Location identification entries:
━━━━━━━━━━━━━━━━━━━━

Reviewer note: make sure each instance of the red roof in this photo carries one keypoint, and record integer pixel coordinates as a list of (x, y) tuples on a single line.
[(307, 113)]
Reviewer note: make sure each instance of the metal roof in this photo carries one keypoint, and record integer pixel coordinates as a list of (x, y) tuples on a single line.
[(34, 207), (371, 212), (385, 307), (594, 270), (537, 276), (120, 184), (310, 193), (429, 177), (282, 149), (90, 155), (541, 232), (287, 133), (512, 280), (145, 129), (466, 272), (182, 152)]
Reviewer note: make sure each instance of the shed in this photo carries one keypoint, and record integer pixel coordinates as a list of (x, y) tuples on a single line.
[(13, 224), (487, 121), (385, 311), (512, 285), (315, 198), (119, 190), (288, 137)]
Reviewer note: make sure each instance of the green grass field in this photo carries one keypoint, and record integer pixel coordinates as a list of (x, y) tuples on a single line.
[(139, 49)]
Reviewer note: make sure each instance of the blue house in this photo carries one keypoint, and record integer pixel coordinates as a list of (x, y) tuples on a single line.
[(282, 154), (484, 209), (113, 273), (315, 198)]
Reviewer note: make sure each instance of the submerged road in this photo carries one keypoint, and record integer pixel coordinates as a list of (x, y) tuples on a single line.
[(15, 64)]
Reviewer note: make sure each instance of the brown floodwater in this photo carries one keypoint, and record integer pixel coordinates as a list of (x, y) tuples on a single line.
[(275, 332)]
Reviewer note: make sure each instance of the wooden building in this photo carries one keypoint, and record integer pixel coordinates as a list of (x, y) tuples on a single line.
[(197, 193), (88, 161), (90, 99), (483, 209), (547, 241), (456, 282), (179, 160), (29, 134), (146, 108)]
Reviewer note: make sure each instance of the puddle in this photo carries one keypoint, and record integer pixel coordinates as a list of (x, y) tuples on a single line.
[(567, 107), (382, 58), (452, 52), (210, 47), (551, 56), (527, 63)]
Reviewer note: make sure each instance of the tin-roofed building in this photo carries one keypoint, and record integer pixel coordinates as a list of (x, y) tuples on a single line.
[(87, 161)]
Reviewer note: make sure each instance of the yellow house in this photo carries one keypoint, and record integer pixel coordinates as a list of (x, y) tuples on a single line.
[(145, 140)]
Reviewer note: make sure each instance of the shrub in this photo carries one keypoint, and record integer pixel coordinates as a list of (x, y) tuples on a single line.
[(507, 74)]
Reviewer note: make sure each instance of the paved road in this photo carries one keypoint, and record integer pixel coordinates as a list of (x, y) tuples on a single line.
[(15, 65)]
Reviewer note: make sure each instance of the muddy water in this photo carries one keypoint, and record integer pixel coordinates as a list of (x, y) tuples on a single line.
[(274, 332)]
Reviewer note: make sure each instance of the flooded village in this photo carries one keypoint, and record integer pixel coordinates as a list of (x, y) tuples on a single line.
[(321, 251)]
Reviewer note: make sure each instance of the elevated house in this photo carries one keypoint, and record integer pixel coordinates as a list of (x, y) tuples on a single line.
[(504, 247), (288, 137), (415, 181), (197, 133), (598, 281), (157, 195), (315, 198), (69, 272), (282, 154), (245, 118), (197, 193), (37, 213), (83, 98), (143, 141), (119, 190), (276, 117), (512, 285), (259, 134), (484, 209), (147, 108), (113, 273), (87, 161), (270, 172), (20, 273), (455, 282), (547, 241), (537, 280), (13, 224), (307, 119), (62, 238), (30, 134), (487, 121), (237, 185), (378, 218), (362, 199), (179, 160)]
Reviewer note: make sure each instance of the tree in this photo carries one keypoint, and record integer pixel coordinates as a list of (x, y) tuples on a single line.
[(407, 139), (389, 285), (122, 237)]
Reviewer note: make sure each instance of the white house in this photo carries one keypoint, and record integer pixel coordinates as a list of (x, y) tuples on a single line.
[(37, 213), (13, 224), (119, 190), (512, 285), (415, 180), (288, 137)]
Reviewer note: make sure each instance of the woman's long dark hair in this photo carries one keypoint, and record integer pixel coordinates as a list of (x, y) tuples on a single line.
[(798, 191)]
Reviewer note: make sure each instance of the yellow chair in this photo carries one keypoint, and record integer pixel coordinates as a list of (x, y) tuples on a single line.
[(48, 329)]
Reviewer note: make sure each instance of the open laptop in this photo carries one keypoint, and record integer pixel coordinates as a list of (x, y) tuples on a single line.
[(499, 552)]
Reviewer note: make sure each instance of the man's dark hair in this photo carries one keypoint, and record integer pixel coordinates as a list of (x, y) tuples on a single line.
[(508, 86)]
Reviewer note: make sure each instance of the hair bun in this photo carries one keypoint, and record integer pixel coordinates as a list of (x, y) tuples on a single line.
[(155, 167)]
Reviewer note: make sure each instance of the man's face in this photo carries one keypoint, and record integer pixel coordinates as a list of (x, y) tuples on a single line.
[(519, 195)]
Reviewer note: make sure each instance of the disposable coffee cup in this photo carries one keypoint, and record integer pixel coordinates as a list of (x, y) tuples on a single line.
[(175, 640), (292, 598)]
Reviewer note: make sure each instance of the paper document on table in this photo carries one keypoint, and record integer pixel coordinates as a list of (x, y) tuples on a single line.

━━━━━━━━━━━━━━━━━━━━

**Short problem**
Turn the lines above into a numbered list, leaving out any blank lines.

**Solution**
1. Reviewer note: make sure each instance of the red roof in this photo carries one keypoint, and record integer pixel coordinates as a list of (x, y) tuples on a single line.
2. [(307, 113)]
3. Reviewer note: make sure each instance of the metal roof in this photo carries one keypoint, and record integer pixel coordinates as a list of (x, y) tuples on a single line.
4. [(34, 207), (371, 212), (385, 307), (594, 270), (537, 276), (120, 184), (310, 193), (429, 177), (282, 149), (90, 155), (541, 232), (287, 133), (512, 280), (145, 129), (466, 272), (182, 152)]
5. Reviewer note: make sure each instance of the shed in this photo carries one keypoint, and record integer pixel coordinates as a list of (x, y) tuples on a single line.
6. [(13, 224), (487, 121), (385, 311), (512, 285), (315, 198), (119, 190), (288, 137)]
7. Reviewer note: make sure each instance of the green grass field in this photo carries one keypoint, and record integer pixel coordinates as a list of (x, y) tuples on a single line.
8. [(139, 49)]
9. Reviewer note: make sure each instance of the blue house in this photo carries one keypoint, and record integer pixel coordinates as a list of (x, y) tuples on a single line.
10. [(282, 154), (484, 209), (113, 273), (315, 198)]
11. Reviewer note: make sure each instance of the submerged road in this photo carries one keypoint, and record integer pixel coordinates as a list of (x, y) tuples on a single line.
12. [(15, 64)]
13. Reviewer note: make sure each instance of the brown floodwater in this photo carries one keypoint, and record integer pixel coordinates as a list of (x, y) tuples on a single line.
14. [(275, 332)]
15. Reviewer note: make sure each instance of the wooden building in this photo carries one keypoint, and record integer pixel coordinates as a list of (x, y) tuples on a single line.
16. [(197, 193), (88, 161), (90, 99), (483, 209), (547, 241), (456, 282), (179, 160), (29, 134), (146, 108)]
17. Reviewer note: make sure each instance of the puddle in this photo carries one keypoint, and record integer pixel coordinates as a list of (x, y) tuples on a single line.
18. [(567, 107), (382, 58), (452, 52), (210, 47), (551, 56), (527, 63)]
19. Reviewer note: make sure each instance of the tin-roofed building in this photo carries one keypoint, and record integer pixel coordinates as a list of (x, y) tuples on a single line.
20. [(87, 161)]
21. Reviewer note: make sure each instance of the yellow house in this photo carries one keypoint, and record integer pixel coordinates as a list of (x, y) tuples on a single line.
22. [(145, 140)]
23. Reviewer note: make sure each instance of the shrub in this photo carries one keypoint, and record integer pixel coordinates as a list of (x, y) tuples on a single line.
24. [(507, 74)]
25. Reviewer note: make sure each instance of the paved road in this photo carries one keypoint, and record integer pixel coordinates as a list of (x, y) tuples on a single line.
26. [(15, 65)]
27. Reviewer note: make sure each instance of the muddy water in this photo carries one keypoint, and record integer pixel coordinates as a list of (x, y) tuples on a single line.
28. [(274, 332)]
29. Reviewer note: make sure each instance of the flooded village in this photo carries one keypoint, and record integer pixel coordinates as a list of (x, y) tuples on a single line.
30. [(321, 251)]
31. Reviewer note: make sure each instance of the elevated house in this photo carries one keypoint, and record integer pixel coordinates as a list of (x, y) tuples on a single line.
32. [(504, 247), (288, 137), (415, 181), (197, 133), (598, 281), (157, 195), (315, 198), (69, 272), (282, 154), (245, 118), (197, 193), (37, 213), (83, 98), (143, 141), (119, 190), (276, 117), (512, 285), (259, 134), (484, 209), (147, 108), (113, 273), (87, 161), (270, 172), (20, 273), (455, 282), (547, 241), (537, 280), (13, 224), (307, 119), (62, 238), (30, 134), (487, 121), (237, 185), (378, 218), (362, 199), (179, 160)]
33. Reviewer note: make sure each instance of the tree in this photo carries one keypoint, and record integer pixel coordinates as a list of (x, y) tuples on a single line.
34. [(407, 139), (389, 285), (122, 237)]
35. Reviewer note: make sure each instance of the white house in this photo carries one keypoint, and record integer pixel coordinates as a list of (x, y) tuples on a single line.
36. [(37, 213), (13, 224), (119, 190), (512, 285), (415, 180), (288, 137)]
37. Reviewer note: make sure each instance of the woman's long dark hair in this photo carries one keypoint, and record integer pixel coordinates as a list of (x, y) tuples on a single line.
38. [(798, 191)]
39. Reviewer note: make sure each instance of the yellow chair in this photo carries one keypoint, and record integer pixel coordinates as a list of (x, y) tuples on a single line.
40. [(48, 329)]
41. Reviewer note: make sure each instance of the open laptop in this photo carries one keypoint, and record integer pixel coordinates as a list of (x, y) tuples on a single line.
42. [(499, 552)]
43. Reviewer note: make sure each instance of the man's dark hair in this photo carries one keypoint, and record integer pixel coordinates as a list of (x, y) tuples on a single line.
44. [(508, 86)]
45. Reviewer note: make sure each instance of the hair bun in this photo carries one keypoint, and record integer pixel coordinates as a list of (x, y) tuples on a single line.
46. [(155, 167)]
47. Reviewer note: make sure each instance of the man's face in this photo carries one keypoint, and record integer pixel coordinates as a list of (x, y) tuples on a single line.
48. [(519, 195)]
49. Reviewer note: make sure each instance of the disposable coffee cup in this photo carries one keypoint, and record integer pixel coordinates as a list of (x, y) tuples on a single line.
50. [(175, 640), (292, 598)]
51. Reviewer note: make sure each instance of the paper document on table in this photo carries one keypoint, and record integer pixel coordinates as a list of (x, y) tuples on a single line.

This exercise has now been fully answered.